[Opening SOURCE MATERIAL section]
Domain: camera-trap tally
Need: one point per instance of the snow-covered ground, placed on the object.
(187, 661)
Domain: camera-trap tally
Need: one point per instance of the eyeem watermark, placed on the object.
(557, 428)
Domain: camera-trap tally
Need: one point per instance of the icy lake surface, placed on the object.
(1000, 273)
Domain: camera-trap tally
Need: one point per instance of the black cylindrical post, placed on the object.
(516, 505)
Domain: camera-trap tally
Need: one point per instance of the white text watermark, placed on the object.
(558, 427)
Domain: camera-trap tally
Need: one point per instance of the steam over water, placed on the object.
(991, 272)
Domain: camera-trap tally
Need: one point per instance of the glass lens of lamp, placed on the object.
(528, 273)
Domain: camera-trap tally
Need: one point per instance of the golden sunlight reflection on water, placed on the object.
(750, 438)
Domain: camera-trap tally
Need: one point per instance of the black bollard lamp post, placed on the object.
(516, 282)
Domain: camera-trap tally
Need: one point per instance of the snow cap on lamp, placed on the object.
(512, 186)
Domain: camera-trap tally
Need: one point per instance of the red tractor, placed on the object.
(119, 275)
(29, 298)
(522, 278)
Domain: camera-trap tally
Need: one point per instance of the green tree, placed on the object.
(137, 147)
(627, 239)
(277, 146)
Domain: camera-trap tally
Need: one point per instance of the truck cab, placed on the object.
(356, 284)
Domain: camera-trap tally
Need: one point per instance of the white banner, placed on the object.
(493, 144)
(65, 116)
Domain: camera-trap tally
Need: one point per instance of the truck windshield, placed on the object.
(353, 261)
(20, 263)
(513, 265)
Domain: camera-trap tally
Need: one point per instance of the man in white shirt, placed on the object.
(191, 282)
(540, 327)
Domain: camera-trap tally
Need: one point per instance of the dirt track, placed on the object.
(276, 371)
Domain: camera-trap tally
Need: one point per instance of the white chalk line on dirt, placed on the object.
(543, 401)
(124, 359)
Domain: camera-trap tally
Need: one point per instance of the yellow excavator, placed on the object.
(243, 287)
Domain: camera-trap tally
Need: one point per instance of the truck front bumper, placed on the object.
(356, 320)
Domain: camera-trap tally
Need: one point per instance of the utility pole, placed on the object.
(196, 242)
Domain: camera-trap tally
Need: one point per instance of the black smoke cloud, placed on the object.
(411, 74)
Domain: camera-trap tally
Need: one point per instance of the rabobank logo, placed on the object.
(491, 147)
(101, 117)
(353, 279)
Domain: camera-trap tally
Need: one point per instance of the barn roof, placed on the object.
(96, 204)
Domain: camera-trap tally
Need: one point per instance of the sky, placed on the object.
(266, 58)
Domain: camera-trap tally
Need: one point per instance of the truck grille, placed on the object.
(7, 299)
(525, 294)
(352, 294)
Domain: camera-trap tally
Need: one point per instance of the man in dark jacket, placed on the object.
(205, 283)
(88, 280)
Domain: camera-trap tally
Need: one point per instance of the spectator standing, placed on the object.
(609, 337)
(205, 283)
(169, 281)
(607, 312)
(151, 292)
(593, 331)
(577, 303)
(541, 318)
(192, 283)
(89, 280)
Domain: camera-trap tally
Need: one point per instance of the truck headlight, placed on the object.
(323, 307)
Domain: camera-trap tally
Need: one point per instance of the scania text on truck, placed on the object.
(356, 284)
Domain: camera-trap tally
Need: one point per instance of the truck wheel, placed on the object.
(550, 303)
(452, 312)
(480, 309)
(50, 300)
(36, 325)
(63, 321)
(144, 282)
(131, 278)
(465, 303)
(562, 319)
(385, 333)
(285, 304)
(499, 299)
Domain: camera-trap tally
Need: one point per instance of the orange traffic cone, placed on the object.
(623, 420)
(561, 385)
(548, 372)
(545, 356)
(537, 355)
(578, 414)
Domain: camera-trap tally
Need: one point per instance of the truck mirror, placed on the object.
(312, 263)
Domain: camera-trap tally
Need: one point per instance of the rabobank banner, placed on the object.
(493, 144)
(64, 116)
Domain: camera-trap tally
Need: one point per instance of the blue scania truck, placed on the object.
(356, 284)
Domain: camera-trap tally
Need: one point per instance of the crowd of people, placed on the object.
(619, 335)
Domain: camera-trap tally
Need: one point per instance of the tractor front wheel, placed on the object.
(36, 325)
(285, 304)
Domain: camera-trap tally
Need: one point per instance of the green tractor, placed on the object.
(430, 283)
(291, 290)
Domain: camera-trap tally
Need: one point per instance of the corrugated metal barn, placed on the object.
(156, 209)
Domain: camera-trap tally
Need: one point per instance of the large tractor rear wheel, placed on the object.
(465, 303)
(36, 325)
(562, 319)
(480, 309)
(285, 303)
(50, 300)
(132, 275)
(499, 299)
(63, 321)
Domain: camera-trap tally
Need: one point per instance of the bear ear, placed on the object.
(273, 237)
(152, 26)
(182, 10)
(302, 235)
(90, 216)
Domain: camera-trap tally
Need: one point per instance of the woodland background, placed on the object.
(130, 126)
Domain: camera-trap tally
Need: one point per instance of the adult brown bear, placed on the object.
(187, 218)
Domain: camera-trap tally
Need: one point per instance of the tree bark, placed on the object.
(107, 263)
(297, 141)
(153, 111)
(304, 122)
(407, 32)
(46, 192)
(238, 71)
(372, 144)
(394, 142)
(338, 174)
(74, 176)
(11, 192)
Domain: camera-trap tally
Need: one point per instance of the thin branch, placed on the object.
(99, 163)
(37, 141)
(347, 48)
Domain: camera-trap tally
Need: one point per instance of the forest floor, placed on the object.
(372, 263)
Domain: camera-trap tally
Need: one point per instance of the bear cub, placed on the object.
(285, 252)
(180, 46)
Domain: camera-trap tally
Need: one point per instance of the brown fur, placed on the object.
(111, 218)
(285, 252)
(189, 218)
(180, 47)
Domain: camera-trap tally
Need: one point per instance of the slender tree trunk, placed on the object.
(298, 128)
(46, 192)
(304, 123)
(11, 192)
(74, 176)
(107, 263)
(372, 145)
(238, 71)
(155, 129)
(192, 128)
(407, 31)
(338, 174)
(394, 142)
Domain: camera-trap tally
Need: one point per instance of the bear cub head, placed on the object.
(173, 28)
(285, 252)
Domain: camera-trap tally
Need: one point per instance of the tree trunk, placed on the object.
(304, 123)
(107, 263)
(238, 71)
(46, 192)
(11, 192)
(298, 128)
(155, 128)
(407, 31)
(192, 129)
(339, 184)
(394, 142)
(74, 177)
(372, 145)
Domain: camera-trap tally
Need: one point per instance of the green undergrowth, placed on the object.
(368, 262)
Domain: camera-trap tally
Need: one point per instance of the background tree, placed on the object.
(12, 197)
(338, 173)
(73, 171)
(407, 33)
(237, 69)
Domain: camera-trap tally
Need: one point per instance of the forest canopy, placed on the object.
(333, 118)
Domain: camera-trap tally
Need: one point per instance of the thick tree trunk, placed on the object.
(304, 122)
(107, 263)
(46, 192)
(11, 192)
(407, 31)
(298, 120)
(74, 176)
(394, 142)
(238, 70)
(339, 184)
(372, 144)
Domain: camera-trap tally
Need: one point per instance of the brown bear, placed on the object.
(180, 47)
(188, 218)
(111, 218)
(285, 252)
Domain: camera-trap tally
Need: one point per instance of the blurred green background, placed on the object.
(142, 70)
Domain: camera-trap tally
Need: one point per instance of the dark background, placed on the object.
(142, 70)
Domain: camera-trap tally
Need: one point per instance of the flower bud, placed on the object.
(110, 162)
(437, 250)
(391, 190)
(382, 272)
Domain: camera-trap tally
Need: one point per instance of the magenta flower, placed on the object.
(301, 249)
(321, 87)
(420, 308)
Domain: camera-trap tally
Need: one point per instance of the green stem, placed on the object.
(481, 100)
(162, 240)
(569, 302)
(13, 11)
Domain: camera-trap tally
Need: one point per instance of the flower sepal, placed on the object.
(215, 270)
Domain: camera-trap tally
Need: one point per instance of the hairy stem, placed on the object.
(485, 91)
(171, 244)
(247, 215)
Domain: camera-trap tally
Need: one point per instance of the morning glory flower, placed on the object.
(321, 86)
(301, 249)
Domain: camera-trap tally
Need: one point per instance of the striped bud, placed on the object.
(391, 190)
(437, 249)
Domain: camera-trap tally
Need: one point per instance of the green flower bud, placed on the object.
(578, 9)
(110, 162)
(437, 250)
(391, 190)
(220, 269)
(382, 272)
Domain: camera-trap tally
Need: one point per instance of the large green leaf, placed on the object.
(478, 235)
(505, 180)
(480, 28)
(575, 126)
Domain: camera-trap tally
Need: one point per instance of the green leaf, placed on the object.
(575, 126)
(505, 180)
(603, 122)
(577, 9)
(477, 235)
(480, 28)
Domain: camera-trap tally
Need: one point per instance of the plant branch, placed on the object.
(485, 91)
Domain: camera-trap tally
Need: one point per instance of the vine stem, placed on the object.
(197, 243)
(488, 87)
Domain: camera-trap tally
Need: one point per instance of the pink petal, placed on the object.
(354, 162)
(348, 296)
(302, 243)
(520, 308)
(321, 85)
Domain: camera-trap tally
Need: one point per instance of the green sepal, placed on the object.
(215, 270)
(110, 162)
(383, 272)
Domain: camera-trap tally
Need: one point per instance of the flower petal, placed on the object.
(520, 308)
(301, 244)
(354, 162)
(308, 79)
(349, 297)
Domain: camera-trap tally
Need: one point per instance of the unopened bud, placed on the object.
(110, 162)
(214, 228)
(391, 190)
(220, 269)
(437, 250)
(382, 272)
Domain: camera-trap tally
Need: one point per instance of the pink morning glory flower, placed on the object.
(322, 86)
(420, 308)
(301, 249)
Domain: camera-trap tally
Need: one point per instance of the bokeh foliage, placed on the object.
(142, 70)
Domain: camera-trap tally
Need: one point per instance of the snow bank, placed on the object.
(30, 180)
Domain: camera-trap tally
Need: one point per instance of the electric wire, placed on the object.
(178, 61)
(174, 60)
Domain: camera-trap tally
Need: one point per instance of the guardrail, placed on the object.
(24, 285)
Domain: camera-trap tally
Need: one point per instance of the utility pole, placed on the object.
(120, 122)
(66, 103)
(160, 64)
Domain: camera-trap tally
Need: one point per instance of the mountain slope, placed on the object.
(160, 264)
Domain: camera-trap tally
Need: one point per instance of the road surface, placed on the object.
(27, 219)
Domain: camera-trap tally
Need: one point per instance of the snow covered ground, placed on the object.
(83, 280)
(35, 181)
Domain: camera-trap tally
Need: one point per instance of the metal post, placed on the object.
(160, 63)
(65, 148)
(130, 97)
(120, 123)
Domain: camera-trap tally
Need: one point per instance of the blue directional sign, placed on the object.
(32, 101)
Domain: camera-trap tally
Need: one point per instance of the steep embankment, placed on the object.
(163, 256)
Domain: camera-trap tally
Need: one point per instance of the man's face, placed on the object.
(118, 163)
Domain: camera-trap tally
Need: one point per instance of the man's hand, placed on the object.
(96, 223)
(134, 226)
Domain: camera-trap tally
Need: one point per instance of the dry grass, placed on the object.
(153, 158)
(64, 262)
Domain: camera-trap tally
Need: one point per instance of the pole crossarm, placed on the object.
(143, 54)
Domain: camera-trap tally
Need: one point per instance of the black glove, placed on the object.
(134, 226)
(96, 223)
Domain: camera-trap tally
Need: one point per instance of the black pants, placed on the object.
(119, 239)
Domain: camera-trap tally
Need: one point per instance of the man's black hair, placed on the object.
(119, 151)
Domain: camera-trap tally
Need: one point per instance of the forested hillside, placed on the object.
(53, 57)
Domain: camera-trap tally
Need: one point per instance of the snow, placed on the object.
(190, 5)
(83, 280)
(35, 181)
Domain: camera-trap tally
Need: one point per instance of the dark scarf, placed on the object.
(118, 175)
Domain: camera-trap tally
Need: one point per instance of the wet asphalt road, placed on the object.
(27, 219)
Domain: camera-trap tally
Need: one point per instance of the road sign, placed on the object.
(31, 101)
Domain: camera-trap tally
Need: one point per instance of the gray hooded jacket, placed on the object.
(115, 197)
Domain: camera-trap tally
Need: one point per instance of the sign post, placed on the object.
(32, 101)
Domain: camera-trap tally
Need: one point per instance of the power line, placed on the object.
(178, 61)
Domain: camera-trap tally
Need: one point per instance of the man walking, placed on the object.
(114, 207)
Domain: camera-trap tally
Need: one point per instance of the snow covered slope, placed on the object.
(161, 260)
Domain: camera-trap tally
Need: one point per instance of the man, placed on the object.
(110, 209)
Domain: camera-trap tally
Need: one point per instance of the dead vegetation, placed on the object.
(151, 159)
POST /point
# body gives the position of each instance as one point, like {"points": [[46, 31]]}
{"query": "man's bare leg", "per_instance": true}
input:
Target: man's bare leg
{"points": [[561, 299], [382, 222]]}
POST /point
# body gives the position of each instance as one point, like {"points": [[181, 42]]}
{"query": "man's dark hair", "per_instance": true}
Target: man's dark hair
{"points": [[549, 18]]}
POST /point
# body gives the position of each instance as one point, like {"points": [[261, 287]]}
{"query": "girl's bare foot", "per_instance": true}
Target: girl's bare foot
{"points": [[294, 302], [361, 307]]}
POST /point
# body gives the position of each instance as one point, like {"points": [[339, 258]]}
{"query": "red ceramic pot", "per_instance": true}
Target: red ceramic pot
[Closing SOURCE MATERIAL section]
→ **REQUIREMENT**
From the records, copy out each line that includes the string "query".

→ **SOLUTION FOR THIS PROBLEM**
{"query": "man's bare leg", "per_instance": true}
{"query": "man's dark hair", "per_instance": true}
{"query": "girl's bare foot", "per_instance": true}
{"query": "red ceramic pot", "per_instance": true}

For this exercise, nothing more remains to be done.